— start of GIVEN PASSAGE —
These instruction formats set certain limitations on the possible format and what is
achievable with new instructions. At maximum, three inputs can be taken per instruction. The
opcode {1010111} should be used to fit in with all other vector instructions and make integration
to the existing extension easy. New func6 values must be unique to not overlap with decoding of
any existing instructions. Operands will be vector-vector, so the func3 value will be locked to
{000}. Evaluation of the Scalar Cryptography extension will further define the format of RISCV
vector cryptography instructions.

2.3.2 RISC-V Scalar Cryptography Extension
The RISC-V Scalar Cryptography Extensions Volume I: Scalar & Entropy Source
Instructions specification was ratified on December 2, 2021 [3]. The specification describes scalar
cryptography instructions for both the 32- and 64-bit base architectures and provides architectural
interface to an Entropy Source. Volume II, not yet published, will describe Vector Cryptography
instructions for the 32- and 64-bit architectures, but was previously waiting on ratification of the
base Vector extension [6].
The specification is aimed primarily at cryptographers and cryptographic software
developers who would benefit most of the addition of cryptography instructions, but also the
computer architects, digital design engineers, and verification engineers who would be
responsible for their implementation [6].
Design of the RISC-V Scalar Cryptography extension follows four core policies. First, the
cryptography extension will always prefer to target algorithm performance generalizability to other
use cases. Second, the extension only aims to support current cryptographic algorithms, and
does not aim to implement instructions for proposed or theoretical algorithms. Third, the
extension will not attempt to implement low-level instructions that may be useful for future,
unforeseen standards. Finally, the extension must aim to remove the possibility of timing side-

21

channels, and therefore will not provide support for timing countermeasures implemented above
the ISA [6].
— end of GIVEN PASSAGE —
Write out, word for word, the stretch of the RISC-V cryptography passage that opens with the words containing "The specification is" and closes with "their implementation [6].".
— start of INFORMATION PROVIDED —
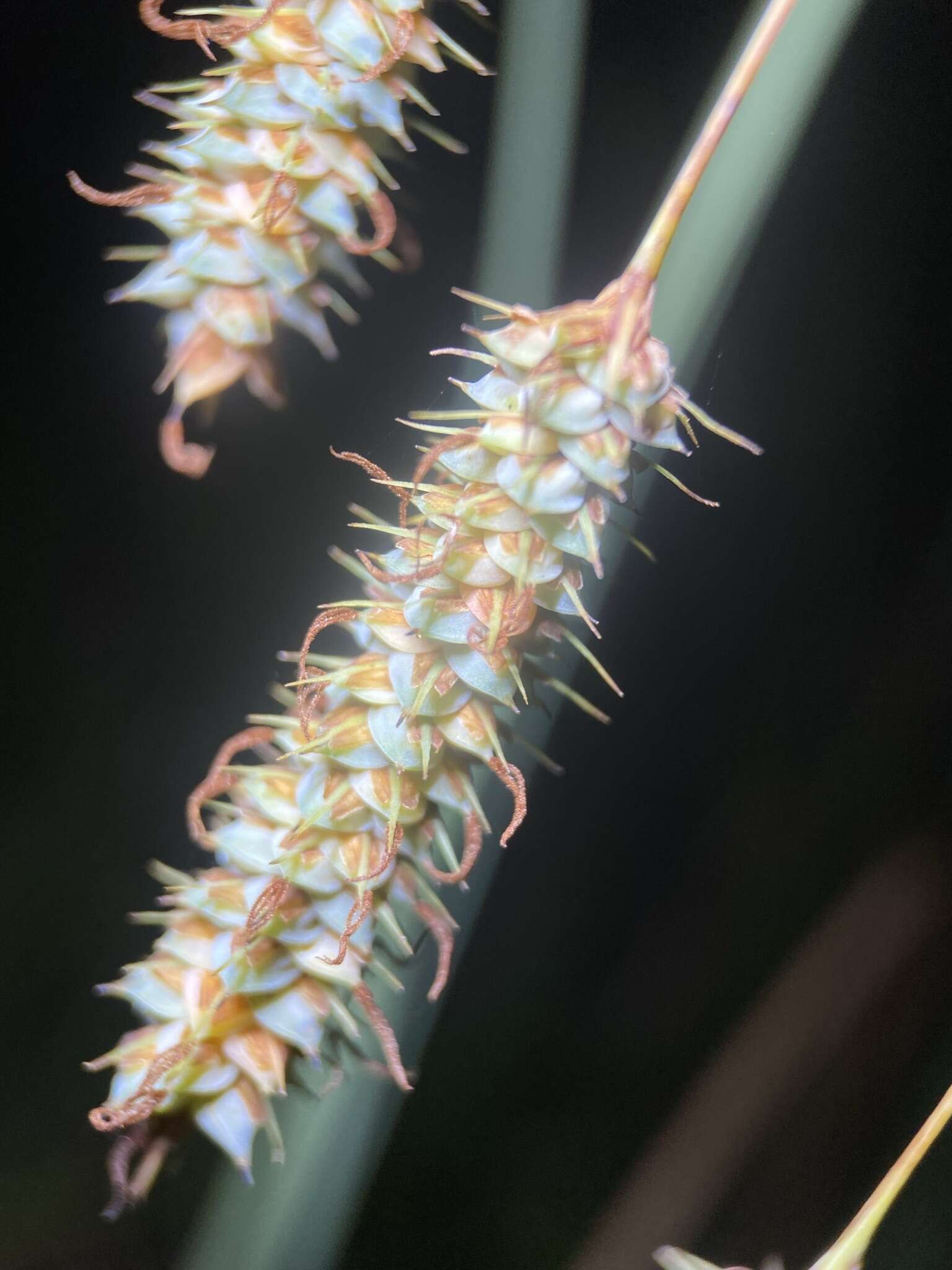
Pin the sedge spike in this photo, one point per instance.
(329, 848)
(335, 835)
(271, 187)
— end of INFORMATION PROVIDED —
**ANSWER**.
The specification is aimed primarily at cryptographers and cryptographic software
developers who would benefit most of the addition of cryptography instructions, but also the
computer architects, digital design engineers, and verification engineers who would be
responsible for their implementation [6].